The answer should be every line below, retyped exactly.

Saved data entries
== Segment start ==

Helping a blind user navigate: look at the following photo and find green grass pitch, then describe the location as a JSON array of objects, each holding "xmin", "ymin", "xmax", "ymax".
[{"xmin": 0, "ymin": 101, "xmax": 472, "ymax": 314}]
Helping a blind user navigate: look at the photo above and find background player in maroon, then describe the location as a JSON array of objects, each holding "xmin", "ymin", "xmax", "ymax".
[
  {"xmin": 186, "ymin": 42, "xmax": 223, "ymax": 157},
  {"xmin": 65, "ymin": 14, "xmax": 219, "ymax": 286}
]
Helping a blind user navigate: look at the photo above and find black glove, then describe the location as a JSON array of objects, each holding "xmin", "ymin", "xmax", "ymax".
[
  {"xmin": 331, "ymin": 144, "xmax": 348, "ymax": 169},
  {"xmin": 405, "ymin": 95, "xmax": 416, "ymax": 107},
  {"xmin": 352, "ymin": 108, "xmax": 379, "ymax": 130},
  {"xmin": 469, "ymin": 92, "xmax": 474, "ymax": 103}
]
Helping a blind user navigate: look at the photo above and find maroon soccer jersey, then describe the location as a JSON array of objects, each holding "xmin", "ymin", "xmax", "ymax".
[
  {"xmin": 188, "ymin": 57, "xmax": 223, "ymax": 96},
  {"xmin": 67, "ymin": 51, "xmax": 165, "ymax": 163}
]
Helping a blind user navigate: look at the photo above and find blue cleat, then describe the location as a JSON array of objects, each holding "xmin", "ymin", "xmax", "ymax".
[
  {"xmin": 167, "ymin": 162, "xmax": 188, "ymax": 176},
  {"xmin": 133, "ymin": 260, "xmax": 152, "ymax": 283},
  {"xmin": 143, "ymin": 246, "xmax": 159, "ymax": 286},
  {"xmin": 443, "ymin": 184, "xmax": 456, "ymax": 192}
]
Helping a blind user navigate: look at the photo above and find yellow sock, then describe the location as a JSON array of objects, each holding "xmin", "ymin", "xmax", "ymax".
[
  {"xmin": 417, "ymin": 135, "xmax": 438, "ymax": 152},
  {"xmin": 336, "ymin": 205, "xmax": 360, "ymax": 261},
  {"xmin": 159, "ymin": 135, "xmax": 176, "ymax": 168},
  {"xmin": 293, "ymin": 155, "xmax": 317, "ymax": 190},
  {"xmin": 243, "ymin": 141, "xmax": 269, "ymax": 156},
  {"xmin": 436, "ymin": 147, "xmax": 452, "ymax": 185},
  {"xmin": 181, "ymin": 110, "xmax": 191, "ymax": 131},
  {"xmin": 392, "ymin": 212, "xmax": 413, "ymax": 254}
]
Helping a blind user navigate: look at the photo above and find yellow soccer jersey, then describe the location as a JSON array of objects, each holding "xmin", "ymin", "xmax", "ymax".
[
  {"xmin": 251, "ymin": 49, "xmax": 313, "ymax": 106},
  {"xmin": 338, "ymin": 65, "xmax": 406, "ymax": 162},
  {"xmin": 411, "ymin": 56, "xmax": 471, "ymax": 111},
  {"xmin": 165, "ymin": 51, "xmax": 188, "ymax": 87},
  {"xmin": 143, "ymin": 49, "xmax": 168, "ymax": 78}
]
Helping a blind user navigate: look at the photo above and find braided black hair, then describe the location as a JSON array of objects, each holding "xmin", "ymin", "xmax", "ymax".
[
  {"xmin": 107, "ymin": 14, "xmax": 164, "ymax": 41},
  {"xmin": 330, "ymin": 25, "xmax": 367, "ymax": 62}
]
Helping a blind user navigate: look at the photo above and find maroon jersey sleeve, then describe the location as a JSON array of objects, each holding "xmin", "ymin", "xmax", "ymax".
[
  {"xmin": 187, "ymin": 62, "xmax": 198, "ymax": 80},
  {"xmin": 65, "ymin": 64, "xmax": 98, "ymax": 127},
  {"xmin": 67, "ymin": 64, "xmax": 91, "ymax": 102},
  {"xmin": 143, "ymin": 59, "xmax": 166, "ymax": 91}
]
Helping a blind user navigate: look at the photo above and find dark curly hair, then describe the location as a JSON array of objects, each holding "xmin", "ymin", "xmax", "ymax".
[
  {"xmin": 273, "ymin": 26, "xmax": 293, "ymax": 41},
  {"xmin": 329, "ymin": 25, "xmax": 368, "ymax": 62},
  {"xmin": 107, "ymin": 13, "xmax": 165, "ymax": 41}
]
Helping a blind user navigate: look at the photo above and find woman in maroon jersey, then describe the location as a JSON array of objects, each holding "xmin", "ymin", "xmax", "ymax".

== Segment end ==

### Task solution
Helping a blind user navigate: look at the following photo and find green grass pitch, then describe the location as a JSON array of objects, each holding "xmin", "ymin", "xmax", "ymax".
[{"xmin": 0, "ymin": 101, "xmax": 472, "ymax": 314}]
Helping a blind user navigate: look at the photo above and find background player in maroon, then describe the location as a JSON array of objects, each holding "xmin", "ymin", "xmax", "ymax".
[
  {"xmin": 186, "ymin": 42, "xmax": 223, "ymax": 157},
  {"xmin": 65, "ymin": 14, "xmax": 219, "ymax": 286}
]
Helping a blind user navigate: look at the photo above and find black glove, then describe the location as a JSON array of objects, each holding "xmin", "ymin", "xmax", "ymax".
[
  {"xmin": 331, "ymin": 144, "xmax": 348, "ymax": 169},
  {"xmin": 405, "ymin": 95, "xmax": 416, "ymax": 107},
  {"xmin": 352, "ymin": 108, "xmax": 379, "ymax": 130},
  {"xmin": 469, "ymin": 92, "xmax": 474, "ymax": 103}
]
Helping a blind user navigate: look at the photo above and find maroon soccer jersey, then describe the location as a JSON array of objects, each holding "xmin", "ymin", "xmax", "ymax".
[
  {"xmin": 188, "ymin": 57, "xmax": 223, "ymax": 96},
  {"xmin": 67, "ymin": 51, "xmax": 165, "ymax": 163}
]
Helping a blind user navigate: look at the photo above and find blue cleat, then describe the location as a JSON array of objects, each holding "xmin", "ymin", "xmax", "ymax".
[
  {"xmin": 167, "ymin": 162, "xmax": 188, "ymax": 176},
  {"xmin": 133, "ymin": 260, "xmax": 152, "ymax": 283},
  {"xmin": 143, "ymin": 246, "xmax": 159, "ymax": 286},
  {"xmin": 443, "ymin": 184, "xmax": 456, "ymax": 192}
]
Helping a blind user navigate: look at the photo above and find yellow sock, then describe the location as a JSON array of objects, each holding "xmin", "ymin", "xmax", "ymax".
[
  {"xmin": 417, "ymin": 135, "xmax": 438, "ymax": 152},
  {"xmin": 336, "ymin": 205, "xmax": 360, "ymax": 261},
  {"xmin": 159, "ymin": 135, "xmax": 176, "ymax": 168},
  {"xmin": 293, "ymin": 155, "xmax": 317, "ymax": 190},
  {"xmin": 243, "ymin": 141, "xmax": 269, "ymax": 156},
  {"xmin": 436, "ymin": 147, "xmax": 452, "ymax": 185},
  {"xmin": 181, "ymin": 110, "xmax": 191, "ymax": 131},
  {"xmin": 392, "ymin": 212, "xmax": 413, "ymax": 254}
]
Helping a blind user navigate: look at the photo above and find yellow soccer jersey, then describe the location as a JSON array of objects, each holding "xmin", "ymin", "xmax", "ymax".
[
  {"xmin": 251, "ymin": 49, "xmax": 313, "ymax": 106},
  {"xmin": 338, "ymin": 65, "xmax": 406, "ymax": 162},
  {"xmin": 411, "ymin": 56, "xmax": 471, "ymax": 111},
  {"xmin": 165, "ymin": 51, "xmax": 188, "ymax": 87},
  {"xmin": 143, "ymin": 49, "xmax": 168, "ymax": 78}
]
Helping a blind user navigate: look at the photo above and find braided black hair, then describe the location as a JSON array of objects, each holding "xmin", "ymin", "xmax", "ymax".
[
  {"xmin": 107, "ymin": 14, "xmax": 164, "ymax": 41},
  {"xmin": 330, "ymin": 25, "xmax": 367, "ymax": 62}
]
Helping a blind user navigate: look at the photo above and find maroon jersey sleeve, then describe the location as a JSON array of objects, each holding "xmin", "ymin", "xmax", "ymax".
[
  {"xmin": 187, "ymin": 62, "xmax": 198, "ymax": 80},
  {"xmin": 65, "ymin": 64, "xmax": 98, "ymax": 127},
  {"xmin": 67, "ymin": 64, "xmax": 91, "ymax": 102},
  {"xmin": 143, "ymin": 59, "xmax": 166, "ymax": 91}
]
Helping a blind user navigate: look at the photo above and find dark curly hair, then describe the location as a JSON array of objects, each holding "xmin", "ymin", "xmax", "ymax".
[
  {"xmin": 273, "ymin": 26, "xmax": 293, "ymax": 41},
  {"xmin": 329, "ymin": 25, "xmax": 368, "ymax": 62},
  {"xmin": 107, "ymin": 13, "xmax": 165, "ymax": 41}
]
Helping a blind user navigate: look at the photo above and find woman in maroon jersey, then describe the location as a JSON array of objects, each holding "xmin", "ymin", "xmax", "ymax".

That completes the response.